Point labeling data from photos
-*-
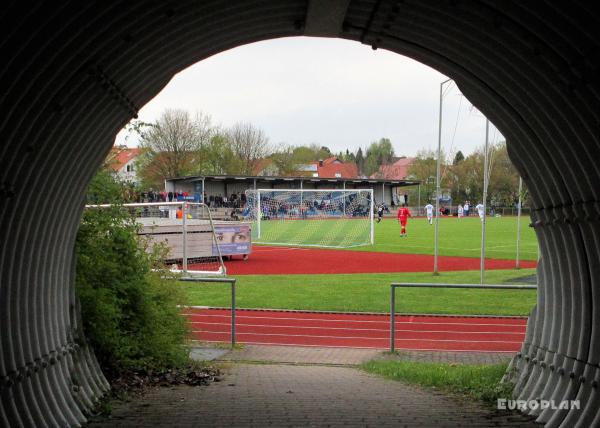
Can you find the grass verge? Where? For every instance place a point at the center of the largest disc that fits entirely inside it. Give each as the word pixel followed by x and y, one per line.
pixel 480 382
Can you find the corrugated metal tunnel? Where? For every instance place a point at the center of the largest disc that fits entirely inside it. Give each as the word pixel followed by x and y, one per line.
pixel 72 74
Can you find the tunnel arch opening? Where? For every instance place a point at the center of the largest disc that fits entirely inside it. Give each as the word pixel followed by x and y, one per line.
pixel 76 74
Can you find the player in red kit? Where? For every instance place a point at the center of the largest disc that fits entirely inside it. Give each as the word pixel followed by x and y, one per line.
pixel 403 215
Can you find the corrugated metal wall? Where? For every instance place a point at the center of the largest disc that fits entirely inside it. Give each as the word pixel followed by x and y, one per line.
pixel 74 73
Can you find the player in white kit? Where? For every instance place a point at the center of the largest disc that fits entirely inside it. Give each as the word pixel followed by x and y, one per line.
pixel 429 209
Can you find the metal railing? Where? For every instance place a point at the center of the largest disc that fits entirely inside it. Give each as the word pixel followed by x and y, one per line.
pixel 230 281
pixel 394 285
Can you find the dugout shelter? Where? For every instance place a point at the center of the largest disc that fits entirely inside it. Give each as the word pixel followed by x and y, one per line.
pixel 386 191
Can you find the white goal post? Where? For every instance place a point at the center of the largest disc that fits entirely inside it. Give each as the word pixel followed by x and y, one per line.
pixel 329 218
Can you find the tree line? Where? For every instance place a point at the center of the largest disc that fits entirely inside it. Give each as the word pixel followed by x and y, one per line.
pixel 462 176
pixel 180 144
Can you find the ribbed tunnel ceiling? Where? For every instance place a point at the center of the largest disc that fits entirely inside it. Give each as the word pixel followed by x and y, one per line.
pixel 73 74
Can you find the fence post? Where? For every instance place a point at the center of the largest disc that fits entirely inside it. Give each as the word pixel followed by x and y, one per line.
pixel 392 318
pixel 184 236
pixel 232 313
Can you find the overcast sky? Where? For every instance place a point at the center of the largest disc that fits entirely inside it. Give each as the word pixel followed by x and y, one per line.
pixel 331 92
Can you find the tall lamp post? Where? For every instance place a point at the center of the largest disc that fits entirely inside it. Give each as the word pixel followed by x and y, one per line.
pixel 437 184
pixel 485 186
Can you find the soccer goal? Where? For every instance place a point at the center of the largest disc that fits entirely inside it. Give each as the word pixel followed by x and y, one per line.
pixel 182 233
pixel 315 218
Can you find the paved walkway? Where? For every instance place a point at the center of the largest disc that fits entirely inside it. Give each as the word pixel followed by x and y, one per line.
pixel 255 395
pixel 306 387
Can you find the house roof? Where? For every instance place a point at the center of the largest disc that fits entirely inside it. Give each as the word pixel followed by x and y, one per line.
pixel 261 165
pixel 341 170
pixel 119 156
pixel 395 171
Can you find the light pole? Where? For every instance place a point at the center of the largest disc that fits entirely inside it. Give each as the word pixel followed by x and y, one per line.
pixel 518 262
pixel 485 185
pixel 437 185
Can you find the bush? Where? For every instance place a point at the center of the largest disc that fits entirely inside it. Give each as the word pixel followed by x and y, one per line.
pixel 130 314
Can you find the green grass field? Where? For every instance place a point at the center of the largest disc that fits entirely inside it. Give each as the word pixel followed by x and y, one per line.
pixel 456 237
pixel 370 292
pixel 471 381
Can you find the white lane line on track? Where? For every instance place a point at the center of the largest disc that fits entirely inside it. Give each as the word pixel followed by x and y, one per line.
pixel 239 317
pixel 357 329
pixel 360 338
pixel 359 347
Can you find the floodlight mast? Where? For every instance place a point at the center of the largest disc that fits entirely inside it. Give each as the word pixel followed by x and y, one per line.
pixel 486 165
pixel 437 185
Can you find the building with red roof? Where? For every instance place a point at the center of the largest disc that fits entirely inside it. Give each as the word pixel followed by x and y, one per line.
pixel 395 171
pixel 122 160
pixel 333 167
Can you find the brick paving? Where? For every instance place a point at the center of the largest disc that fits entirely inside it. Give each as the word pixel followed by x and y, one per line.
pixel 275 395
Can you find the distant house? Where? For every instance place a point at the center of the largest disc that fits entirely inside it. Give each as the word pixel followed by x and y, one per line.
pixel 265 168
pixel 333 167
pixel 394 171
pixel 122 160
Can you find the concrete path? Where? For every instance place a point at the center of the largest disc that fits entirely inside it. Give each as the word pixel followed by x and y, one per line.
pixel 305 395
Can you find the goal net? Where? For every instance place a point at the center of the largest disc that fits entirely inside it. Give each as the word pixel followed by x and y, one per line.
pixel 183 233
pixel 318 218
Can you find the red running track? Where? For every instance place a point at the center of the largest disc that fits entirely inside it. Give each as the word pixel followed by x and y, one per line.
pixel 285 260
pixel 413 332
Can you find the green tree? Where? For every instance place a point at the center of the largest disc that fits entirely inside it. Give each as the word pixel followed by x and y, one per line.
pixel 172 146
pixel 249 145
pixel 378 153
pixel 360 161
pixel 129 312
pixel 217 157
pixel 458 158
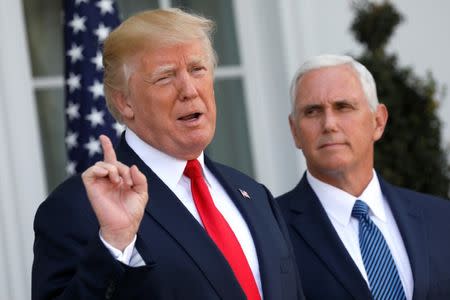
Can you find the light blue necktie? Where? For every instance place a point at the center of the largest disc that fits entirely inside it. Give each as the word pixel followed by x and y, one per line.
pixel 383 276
-*-
Recast all the rows above as a JSON list of strings, one string per line and no blank lines. Leave the pictures out.

[
  "Can you find the grass verge? Where? For every instance place a point at the center of the largest disc that fits entirely inside it. Give each as the word pixel followed by x and y, one per line.",
  "pixel 480 382",
  "Can you find the corrugated metal tunnel? Where? For every instance place a point at the center of the largest disc that fits entirely inside it. Give each as the word pixel followed by x and y, one per line.",
  "pixel 72 74",
  "Can you find the tunnel arch opening? Where? For every instance place a point at the center of the largest disc that fits entirely inside it. Give each as the word pixel followed by x and y, one per line.",
  "pixel 76 74",
  "Can you find the player in red kit? Where? For every instance place a point at the center of the largest disc that fits entirely inside it. Give each as the word pixel followed by x and y, one per line.",
  "pixel 403 215",
  "Can you find the corrugated metal wall? Where? For every instance place a point at the center of the largest disc that fits entirely inside it. Give each as the word pixel followed by x and y, one per line.",
  "pixel 74 73",
  "Can you find the player in white kit? Where? For every instance place a point at the center of the largest disc that fits entirely inside it. Give each as the word pixel followed by x and y, one per line.",
  "pixel 429 209",
  "Can you find the metal railing? Where? For every instance place a point at the center of the largest disc that fits entirely inside it. Give each as the word pixel followed by x and y, one per line.",
  "pixel 230 281",
  "pixel 394 285",
  "Can you find the dugout shelter? Where? For every instance place a point at the center of the largest disc that fits entirely inside it. Give each as the word pixel followed by x and y, one per line.",
  "pixel 386 191",
  "Can you find the white goal post? Where? For every instance place a point at the center of the largest disc that fits entirely inside it. Give each as the word pixel followed by x and y, one per line.",
  "pixel 329 218",
  "Can you find the tree line? Where? For every instance place a point at the center of the largest disc that fits entirely inside it. Give each as the word pixel followed by x and y, one per line.",
  "pixel 462 176",
  "pixel 180 144",
  "Can you find the ribbed tunnel ceiling? Where? For every instance place a point at the center of the largest disc that fits entirely inside it. Give each as the word pixel followed by x and y, one per line.",
  "pixel 73 74",
  "Can you find the fence post? Where? For every instance place a point at the center of the largest disc that fits entirely inside it. Give each as the word pixel followed by x and y, one per line.",
  "pixel 392 318",
  "pixel 184 236",
  "pixel 232 313",
  "Can you find the overcast sky? Where? For every instance place a point at the center of the largest disc that fits entirely inside it. Give each as the word pixel followed by x and y, one per line.",
  "pixel 331 92",
  "Can you find the tall lamp post? Where? For every instance place a point at the center of the largest disc that fits entirely inside it. Give each as the word pixel followed by x and y, one per line.",
  "pixel 437 184",
  "pixel 485 186",
  "Can you find the soccer goal? Where? For every instance place a point at the center of the largest disc that fits entirely inside it. Give each as the word pixel followed by x and y, one per line.",
  "pixel 182 233",
  "pixel 315 218",
  "Can you find the paved walkway? Where? For every instance place a point at the center of the largest disc that fits entirely inside it. Give each as the word pixel followed by x and y, one per line.",
  "pixel 255 395",
  "pixel 306 387",
  "Can you find the house roof? Where? For every instance place a point at the center of the largest disc that fits entirely inside it. Give each as the word pixel followed by x and y, one per line.",
  "pixel 261 165",
  "pixel 341 170",
  "pixel 119 156",
  "pixel 395 171",
  "Can you find the light pole? Where? For every instance place a point at the center of the largest disc that fits entirely inside it. Give each as the word pixel followed by x and y, one per line.",
  "pixel 518 262",
  "pixel 485 185",
  "pixel 437 185",
  "Can you find the bush? Where? For every instance place a point at the center of the largest disc that fits entirely inside it. Give each as the word pixel followed by x and y, one per line.",
  "pixel 130 314",
  "Can you find the green grass field? Where? For every instance place a point at the center of the largest disc that fits entirely inside it. Give each as the word pixel followed by x and y, one per line.",
  "pixel 456 237",
  "pixel 370 292",
  "pixel 471 381",
  "Can you find the white lane line on track? Where? For every instance place a point at the center of the largest disc that fits entirely inside it. Give each as the word pixel followed by x and y, one per line.",
  "pixel 239 317",
  "pixel 357 329",
  "pixel 360 338",
  "pixel 359 347",
  "Can you find the floodlight mast? Where? For every instance place a point at the center of the largest disc that fits entirely inside it. Give each as the word pixel followed by x and y, one per line.",
  "pixel 486 165",
  "pixel 437 185",
  "Can you find the building with red roof? Where? For every instance place a point at the center of the largest disc that fits entirely inside it. Give each as the word pixel followed by x and y, one per line.",
  "pixel 395 171",
  "pixel 122 160",
  "pixel 333 167",
  "Can you find the brick paving? Where? For every instance place a point at the center of the largest disc that fits entirely inside it. Give each as the word pixel followed by x and y, one per line.",
  "pixel 275 395",
  "Can you find the distant house? Where? For every instance place a point at the center of the largest disc that fits entirely inside it. Give each as the word pixel followed by x and y, one per line.",
  "pixel 265 168",
  "pixel 333 167",
  "pixel 394 171",
  "pixel 122 160",
  "Can you find the concrete path? Where? For every instance place a point at the center of the largest disc that fits entirely inside it. Give each as the word pixel followed by x and y, one per line.",
  "pixel 305 395",
  "Can you find the goal net? Where? For every instance place a point at the center of the largest disc that fits entirely inside it. Give each as the word pixel followed by x and y, one per line.",
  "pixel 183 233",
  "pixel 318 218",
  "Can you find the red running track? Where? For every instance place a point at the center of the largest disc that fits entirely inside it. Give each as the word pixel followed by x and y, one per line.",
  "pixel 285 260",
  "pixel 413 332",
  "Can you find the green tree? Where? For every instance place a point at the center of the largest disc that fits entirely inside it. Give each as the word pixel followed by x and y, one per line.",
  "pixel 172 146",
  "pixel 249 145",
  "pixel 378 153",
  "pixel 360 161",
  "pixel 129 312",
  "pixel 217 157",
  "pixel 458 158",
  "Can you find the light blue necktie? Where? For every instance place a point at the center of the largest disc that fits entirely inside it. Give each as the word pixel followed by x and y, one per line.",
  "pixel 383 276"
]